### WORK ITEM
Copy every line of the data that contains the string "insurance".

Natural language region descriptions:
== == ==

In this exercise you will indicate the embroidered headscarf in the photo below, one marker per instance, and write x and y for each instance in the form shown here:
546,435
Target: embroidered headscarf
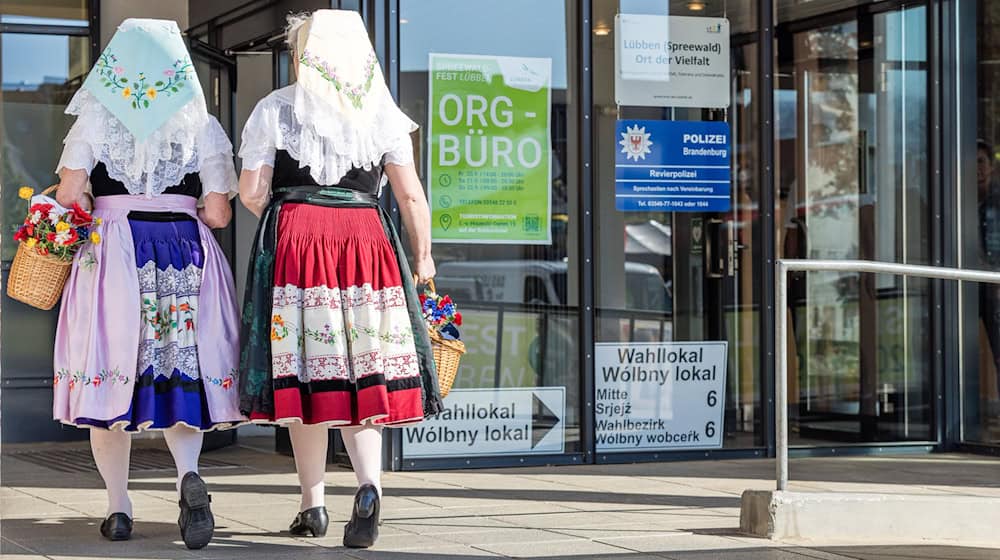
141,111
340,114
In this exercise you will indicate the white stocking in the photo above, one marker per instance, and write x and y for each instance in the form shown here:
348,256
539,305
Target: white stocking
364,446
185,446
309,443
111,454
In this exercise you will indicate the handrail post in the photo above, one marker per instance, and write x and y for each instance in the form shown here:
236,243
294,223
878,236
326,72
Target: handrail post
781,375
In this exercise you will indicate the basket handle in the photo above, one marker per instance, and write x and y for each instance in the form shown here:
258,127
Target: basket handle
430,283
55,188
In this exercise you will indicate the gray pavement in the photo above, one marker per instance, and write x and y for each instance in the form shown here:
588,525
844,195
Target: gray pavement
51,506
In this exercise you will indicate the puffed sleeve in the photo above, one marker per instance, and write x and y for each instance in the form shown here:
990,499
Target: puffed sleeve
258,145
215,153
78,153
401,152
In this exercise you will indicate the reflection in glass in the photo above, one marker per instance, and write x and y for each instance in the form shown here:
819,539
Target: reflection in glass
663,286
50,12
40,73
981,377
852,147
520,303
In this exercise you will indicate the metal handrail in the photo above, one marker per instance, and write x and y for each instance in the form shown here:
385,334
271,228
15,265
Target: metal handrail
784,266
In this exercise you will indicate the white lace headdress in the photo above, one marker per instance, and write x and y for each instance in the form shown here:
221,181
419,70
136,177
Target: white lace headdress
142,113
340,114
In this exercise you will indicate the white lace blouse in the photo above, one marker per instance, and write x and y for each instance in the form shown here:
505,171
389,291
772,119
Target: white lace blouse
328,146
191,142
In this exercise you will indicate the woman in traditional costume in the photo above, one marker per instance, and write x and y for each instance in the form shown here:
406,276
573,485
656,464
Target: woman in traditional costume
332,331
148,334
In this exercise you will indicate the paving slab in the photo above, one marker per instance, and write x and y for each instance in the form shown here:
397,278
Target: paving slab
680,511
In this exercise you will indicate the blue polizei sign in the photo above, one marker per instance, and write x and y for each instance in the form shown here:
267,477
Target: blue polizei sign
672,166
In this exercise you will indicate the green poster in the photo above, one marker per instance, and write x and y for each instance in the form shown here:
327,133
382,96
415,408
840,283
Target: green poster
489,149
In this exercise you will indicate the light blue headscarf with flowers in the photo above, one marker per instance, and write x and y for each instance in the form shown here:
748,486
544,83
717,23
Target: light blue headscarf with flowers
145,75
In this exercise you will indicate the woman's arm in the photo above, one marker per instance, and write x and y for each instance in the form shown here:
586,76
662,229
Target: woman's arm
416,214
72,184
217,211
255,188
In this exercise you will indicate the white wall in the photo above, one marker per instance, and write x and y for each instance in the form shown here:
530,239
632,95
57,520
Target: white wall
113,12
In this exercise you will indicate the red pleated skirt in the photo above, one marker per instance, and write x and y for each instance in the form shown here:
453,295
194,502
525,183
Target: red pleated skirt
342,345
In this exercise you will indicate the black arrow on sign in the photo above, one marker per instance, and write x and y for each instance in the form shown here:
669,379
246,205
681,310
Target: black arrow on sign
542,421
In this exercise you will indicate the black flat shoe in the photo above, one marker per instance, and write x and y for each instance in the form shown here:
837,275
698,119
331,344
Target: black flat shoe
313,520
117,527
362,530
196,521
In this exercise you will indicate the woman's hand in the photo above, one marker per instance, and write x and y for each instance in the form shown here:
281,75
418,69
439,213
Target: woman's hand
255,188
424,270
409,194
72,184
217,211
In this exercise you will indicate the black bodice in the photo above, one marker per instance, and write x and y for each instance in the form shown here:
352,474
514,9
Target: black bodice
287,173
103,185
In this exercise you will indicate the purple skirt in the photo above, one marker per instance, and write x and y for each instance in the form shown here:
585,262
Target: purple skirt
168,387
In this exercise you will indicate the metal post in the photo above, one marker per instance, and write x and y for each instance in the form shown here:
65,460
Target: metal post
781,375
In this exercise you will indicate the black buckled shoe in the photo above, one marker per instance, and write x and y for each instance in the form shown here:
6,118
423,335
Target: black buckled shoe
196,521
362,530
117,527
313,520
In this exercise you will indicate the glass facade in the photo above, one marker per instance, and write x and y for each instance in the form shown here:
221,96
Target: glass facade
520,302
981,191
853,183
871,134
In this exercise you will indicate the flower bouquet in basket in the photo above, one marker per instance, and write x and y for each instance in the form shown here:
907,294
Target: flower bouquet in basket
48,240
443,319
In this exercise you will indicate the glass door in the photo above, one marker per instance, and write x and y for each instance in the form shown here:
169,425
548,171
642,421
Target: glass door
676,281
851,156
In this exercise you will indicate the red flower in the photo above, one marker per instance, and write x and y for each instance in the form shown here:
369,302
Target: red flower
72,237
79,216
43,208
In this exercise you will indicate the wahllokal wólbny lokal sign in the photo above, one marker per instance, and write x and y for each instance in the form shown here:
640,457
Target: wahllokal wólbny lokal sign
660,396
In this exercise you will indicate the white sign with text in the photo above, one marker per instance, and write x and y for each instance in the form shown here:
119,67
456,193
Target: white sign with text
688,67
492,422
643,52
660,396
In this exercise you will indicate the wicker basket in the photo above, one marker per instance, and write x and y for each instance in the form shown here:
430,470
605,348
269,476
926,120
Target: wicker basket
35,279
447,354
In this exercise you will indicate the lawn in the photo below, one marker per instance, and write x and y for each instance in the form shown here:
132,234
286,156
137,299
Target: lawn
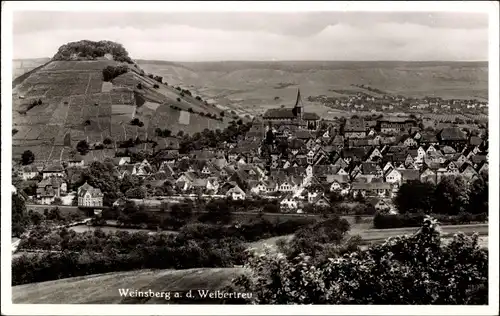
103,288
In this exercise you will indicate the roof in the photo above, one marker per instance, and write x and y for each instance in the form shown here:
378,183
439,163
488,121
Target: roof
302,134
476,141
410,174
279,113
448,150
396,120
30,168
76,157
369,168
309,116
478,158
358,152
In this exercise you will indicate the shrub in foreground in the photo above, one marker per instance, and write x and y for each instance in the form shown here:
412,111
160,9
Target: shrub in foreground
407,270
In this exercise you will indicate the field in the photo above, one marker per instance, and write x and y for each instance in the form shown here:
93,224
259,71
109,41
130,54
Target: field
76,102
103,289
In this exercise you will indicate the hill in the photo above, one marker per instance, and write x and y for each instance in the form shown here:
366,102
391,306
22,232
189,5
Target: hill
77,104
252,87
103,288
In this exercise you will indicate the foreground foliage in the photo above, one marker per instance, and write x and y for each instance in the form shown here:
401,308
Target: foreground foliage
90,50
416,269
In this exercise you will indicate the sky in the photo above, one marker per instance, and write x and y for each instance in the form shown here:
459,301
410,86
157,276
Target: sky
214,36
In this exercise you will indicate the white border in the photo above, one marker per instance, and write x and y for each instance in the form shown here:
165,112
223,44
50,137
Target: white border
490,7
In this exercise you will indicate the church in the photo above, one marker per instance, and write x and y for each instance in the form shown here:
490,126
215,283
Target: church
294,116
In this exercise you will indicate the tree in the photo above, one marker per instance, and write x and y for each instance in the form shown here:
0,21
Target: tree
27,157
405,270
110,72
414,197
136,193
20,218
181,214
82,147
451,195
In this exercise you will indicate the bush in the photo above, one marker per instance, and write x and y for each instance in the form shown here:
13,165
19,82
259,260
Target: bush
89,50
27,157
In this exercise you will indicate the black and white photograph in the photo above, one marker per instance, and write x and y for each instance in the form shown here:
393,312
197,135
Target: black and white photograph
212,155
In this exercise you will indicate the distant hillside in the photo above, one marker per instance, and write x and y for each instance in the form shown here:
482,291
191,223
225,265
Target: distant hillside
254,86
77,104
103,288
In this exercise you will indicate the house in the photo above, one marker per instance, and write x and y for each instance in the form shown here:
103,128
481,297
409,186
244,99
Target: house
29,172
89,196
55,170
371,168
119,161
452,136
395,124
393,176
355,128
408,175
143,168
185,180
320,201
236,193
289,202
468,172
428,138
207,185
428,175
410,142
375,155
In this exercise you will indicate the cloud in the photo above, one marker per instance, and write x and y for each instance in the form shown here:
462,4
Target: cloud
259,36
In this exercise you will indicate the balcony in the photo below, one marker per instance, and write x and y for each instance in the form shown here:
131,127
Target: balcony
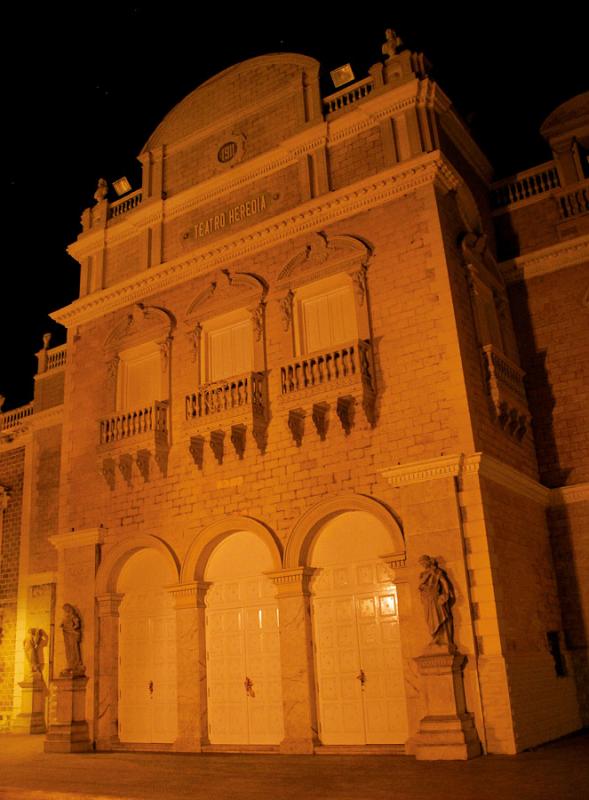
341,375
232,404
505,384
130,439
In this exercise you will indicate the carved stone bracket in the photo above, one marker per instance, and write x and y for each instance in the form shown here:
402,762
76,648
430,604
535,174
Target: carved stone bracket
126,467
286,304
238,439
296,424
345,410
142,459
217,444
321,419
107,470
196,448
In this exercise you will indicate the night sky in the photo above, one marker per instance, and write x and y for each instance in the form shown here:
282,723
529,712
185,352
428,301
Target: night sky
85,86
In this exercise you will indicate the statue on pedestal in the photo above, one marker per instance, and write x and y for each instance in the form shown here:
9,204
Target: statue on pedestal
71,627
437,596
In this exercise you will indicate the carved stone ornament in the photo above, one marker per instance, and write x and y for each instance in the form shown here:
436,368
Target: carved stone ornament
142,459
71,627
126,467
107,470
238,433
345,411
196,449
217,444
286,304
437,597
296,424
321,419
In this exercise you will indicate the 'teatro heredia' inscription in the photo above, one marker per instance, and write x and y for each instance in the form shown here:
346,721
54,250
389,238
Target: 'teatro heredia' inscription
253,207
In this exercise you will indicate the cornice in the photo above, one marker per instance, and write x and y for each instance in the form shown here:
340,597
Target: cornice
567,495
461,466
312,215
81,538
549,259
152,211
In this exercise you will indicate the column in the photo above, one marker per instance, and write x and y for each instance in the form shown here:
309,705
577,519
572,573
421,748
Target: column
108,671
189,599
296,652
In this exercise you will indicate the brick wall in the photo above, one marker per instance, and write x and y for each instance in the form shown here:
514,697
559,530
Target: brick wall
11,475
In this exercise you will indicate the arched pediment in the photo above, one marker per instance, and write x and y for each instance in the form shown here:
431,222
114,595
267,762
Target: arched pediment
321,248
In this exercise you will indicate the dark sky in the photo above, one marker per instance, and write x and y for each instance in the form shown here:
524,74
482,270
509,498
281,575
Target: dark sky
85,86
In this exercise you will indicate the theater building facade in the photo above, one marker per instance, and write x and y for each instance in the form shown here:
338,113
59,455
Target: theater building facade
311,473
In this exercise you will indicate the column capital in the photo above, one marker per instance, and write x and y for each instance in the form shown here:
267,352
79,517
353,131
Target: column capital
292,582
108,604
189,595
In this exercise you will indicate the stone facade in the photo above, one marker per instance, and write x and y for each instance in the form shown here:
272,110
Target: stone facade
295,367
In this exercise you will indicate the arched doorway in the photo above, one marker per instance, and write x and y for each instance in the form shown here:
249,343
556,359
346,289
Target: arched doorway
147,650
243,648
359,676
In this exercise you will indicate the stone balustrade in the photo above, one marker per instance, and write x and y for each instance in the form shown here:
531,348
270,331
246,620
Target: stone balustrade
127,203
13,419
227,395
57,357
573,200
123,425
348,96
344,363
533,182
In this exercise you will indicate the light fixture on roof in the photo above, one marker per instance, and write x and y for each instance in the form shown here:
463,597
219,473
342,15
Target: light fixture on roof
342,75
122,186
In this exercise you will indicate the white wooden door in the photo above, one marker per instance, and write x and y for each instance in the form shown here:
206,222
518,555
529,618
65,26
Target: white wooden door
358,657
243,663
147,668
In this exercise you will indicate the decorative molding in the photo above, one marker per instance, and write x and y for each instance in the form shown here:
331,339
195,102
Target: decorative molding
567,495
548,259
313,215
81,538
296,424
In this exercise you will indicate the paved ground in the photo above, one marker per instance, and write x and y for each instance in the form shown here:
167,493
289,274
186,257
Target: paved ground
558,771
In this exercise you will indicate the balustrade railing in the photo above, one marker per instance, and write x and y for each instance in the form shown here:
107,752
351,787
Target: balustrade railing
15,417
125,424
56,357
127,203
524,185
503,372
227,395
573,201
346,97
346,362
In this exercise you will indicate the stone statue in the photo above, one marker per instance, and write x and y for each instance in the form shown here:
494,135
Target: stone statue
32,643
101,190
72,636
392,44
437,596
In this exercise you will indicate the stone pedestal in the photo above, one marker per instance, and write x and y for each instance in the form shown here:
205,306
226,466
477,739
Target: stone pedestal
447,731
68,729
32,716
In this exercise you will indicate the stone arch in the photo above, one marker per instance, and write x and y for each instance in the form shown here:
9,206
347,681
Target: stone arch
207,540
110,568
305,530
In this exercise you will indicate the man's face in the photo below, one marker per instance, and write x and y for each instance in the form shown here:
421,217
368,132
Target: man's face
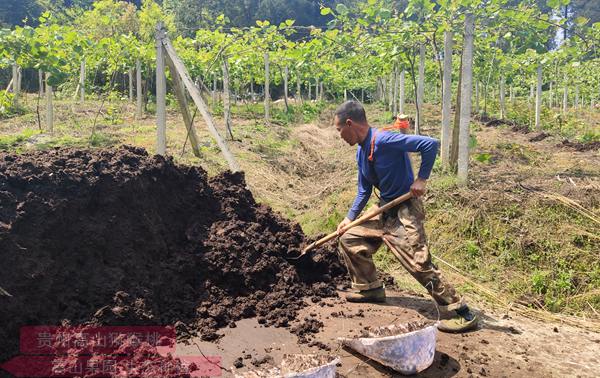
344,127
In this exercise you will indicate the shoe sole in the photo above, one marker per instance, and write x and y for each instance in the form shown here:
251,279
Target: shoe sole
468,327
382,300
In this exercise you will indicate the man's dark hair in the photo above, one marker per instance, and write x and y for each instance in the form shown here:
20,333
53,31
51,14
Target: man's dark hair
351,110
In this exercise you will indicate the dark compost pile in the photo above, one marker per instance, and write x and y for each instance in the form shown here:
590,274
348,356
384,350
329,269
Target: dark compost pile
115,236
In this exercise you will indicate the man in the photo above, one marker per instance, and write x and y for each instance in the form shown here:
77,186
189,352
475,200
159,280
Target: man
383,162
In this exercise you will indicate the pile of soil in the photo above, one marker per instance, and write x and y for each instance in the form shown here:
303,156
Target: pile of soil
581,146
541,136
118,237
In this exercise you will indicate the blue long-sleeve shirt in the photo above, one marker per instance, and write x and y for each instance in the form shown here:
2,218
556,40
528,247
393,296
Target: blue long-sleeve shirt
393,174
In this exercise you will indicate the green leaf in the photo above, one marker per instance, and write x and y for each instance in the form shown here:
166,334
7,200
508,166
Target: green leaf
325,11
384,13
342,9
553,3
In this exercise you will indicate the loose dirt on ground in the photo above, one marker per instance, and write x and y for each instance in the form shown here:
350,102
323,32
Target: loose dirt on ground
118,237
115,236
505,346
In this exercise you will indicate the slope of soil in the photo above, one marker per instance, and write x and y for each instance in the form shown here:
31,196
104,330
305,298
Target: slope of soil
506,345
119,237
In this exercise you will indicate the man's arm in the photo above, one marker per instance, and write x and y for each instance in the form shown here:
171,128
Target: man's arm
362,197
426,146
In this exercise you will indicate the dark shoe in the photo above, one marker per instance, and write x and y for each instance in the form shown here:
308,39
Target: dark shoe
376,295
459,324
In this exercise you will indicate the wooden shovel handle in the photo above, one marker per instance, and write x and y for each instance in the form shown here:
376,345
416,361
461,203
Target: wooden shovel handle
359,221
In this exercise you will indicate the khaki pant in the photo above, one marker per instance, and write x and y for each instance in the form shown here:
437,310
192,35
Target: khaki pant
404,235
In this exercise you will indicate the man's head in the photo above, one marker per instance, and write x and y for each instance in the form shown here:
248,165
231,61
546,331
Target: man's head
351,122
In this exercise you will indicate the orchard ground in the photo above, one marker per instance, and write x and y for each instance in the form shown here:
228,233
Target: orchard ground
509,240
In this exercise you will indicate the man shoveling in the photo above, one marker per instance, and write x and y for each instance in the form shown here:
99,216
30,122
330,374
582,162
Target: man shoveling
383,162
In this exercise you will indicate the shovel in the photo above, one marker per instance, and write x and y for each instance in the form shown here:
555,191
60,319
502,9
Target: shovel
355,223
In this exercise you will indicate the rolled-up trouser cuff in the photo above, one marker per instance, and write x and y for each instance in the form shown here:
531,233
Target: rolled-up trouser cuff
368,286
453,306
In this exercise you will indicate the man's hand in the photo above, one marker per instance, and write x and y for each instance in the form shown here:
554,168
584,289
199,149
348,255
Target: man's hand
343,224
418,187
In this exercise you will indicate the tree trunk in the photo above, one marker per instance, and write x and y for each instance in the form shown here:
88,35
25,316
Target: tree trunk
565,98
138,89
502,98
538,98
402,93
16,88
298,88
286,73
465,103
267,90
420,89
477,96
512,97
161,97
130,84
456,127
41,83
214,92
446,98
227,97
321,91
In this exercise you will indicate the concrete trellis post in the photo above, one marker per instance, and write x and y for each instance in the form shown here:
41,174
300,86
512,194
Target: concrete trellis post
227,97
420,89
138,89
465,102
161,93
447,99
182,79
16,88
130,73
402,93
82,81
49,106
502,98
286,74
538,98
41,83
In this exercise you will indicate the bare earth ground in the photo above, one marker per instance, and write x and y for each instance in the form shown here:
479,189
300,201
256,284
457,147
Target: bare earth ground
315,176
505,346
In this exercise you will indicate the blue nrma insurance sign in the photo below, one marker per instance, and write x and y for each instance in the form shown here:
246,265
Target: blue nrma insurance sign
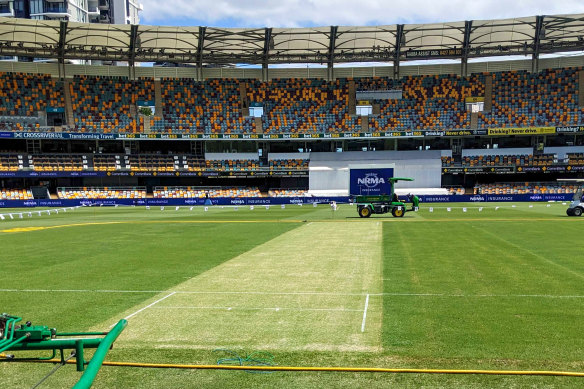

== == ==

### SOLUTION FOR THIS EXERCISE
In this exercise you will indicate the blue nrma insurance sign in the photo below, one marker per instance, and write x and y for each instance in the form shown here:
Target: blue nrma insurance sign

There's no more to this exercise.